---- Text extract
Moonjit – Fork of LuaJIT to Continue Development - xvilka
https://github.com/moonjit/moonjit
======
as-j
I really hope this gains traction. i use Lua in a professional setting on an
smaller embedded Linux system. Lua's memory requirements, ability to bind with
C, and developer speed really works well for this project.

But it feels like a strain on the Lua community to have LuaJIT essentially
"stuck" with Lua 5.1. Many projects seem to have taken a long time to move on
and start moving forward to 5.2, or 5.3 which were released in 2011 and 2015
respectively. LuaJIT is so impressive it feels unfortunate to leave that
community behind and move forward.
--------
---- Extracted entries
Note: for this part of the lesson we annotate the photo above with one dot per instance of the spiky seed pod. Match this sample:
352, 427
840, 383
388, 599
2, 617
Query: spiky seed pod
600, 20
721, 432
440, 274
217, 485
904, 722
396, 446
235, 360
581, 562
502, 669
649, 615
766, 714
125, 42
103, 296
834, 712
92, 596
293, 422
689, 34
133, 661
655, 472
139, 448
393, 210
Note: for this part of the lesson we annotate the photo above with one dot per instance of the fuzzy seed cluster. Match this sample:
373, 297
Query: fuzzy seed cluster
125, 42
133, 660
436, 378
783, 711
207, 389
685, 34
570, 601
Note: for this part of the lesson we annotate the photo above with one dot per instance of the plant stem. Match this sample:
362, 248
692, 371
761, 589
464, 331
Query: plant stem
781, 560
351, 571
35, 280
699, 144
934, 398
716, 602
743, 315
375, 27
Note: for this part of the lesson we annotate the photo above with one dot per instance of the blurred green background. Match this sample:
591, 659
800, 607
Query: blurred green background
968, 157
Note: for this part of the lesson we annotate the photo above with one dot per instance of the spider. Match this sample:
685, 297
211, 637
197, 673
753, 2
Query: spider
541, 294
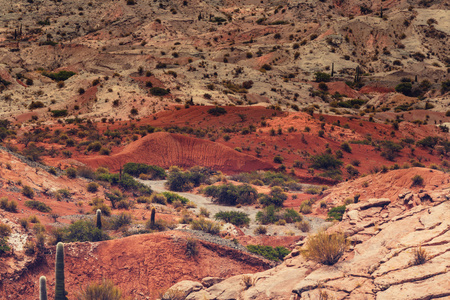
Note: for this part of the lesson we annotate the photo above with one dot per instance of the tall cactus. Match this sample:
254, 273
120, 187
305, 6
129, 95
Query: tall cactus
42, 288
99, 219
60, 291
152, 218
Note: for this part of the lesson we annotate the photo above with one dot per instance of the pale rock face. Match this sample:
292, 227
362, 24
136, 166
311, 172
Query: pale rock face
380, 266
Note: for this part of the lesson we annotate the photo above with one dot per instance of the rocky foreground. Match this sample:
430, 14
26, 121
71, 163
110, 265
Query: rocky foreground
379, 264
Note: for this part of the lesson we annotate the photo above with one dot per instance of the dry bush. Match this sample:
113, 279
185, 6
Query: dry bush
325, 248
304, 226
103, 290
248, 281
191, 247
173, 294
260, 230
420, 256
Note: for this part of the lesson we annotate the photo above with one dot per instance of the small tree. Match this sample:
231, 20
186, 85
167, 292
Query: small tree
99, 218
103, 290
60, 291
417, 180
42, 288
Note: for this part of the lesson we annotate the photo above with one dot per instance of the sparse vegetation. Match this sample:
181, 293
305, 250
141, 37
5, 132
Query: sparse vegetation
325, 248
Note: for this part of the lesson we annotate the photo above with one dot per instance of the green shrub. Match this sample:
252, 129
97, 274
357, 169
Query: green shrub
80, 231
159, 198
278, 159
191, 247
60, 76
104, 151
94, 146
325, 161
28, 191
180, 181
268, 216
92, 187
7, 205
306, 207
59, 113
38, 205
4, 247
205, 225
103, 290
268, 252
346, 147
405, 88
260, 230
98, 203
217, 111
233, 217
304, 226
420, 256
291, 216
35, 104
390, 150
322, 77
173, 197
445, 86
336, 213
157, 91
428, 142
5, 230
120, 220
325, 248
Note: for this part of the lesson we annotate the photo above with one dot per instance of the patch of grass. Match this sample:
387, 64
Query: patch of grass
217, 111
233, 217
336, 213
38, 205
59, 76
417, 180
325, 248
205, 225
268, 252
420, 256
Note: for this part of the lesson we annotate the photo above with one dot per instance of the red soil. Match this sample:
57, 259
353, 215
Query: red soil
166, 149
274, 241
140, 265
387, 185
338, 86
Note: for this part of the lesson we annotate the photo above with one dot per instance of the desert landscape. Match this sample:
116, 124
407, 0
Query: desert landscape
224, 150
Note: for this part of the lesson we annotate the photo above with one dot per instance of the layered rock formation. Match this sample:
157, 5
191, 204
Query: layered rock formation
384, 235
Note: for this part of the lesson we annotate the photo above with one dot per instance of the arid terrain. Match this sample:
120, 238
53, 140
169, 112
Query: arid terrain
198, 149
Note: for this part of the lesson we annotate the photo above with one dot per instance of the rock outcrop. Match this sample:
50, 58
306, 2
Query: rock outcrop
380, 263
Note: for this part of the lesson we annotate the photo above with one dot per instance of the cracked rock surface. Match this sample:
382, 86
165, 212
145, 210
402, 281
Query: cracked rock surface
379, 265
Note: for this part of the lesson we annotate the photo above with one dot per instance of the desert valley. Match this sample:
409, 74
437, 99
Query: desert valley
--------
Actions to take
a) Please list the qualities of Lua that the Moonjit thread says work well for the poster's embedded Linux project.
b) In the rows, swap "desert valley" for "canyon floor" across the stretch from the line containing "the desert valley." through the end of the rows, and reproduce only those lines with nothing else changed.

Solutions to the problems
a)
- Memory requirements
- Ability to bind with C
- Developer speed

b)
Note: for this part of the lesson we annotate the photo above with one dot per instance of the canyon floor. Match this sample:
409, 74
437, 99
Query: canyon floor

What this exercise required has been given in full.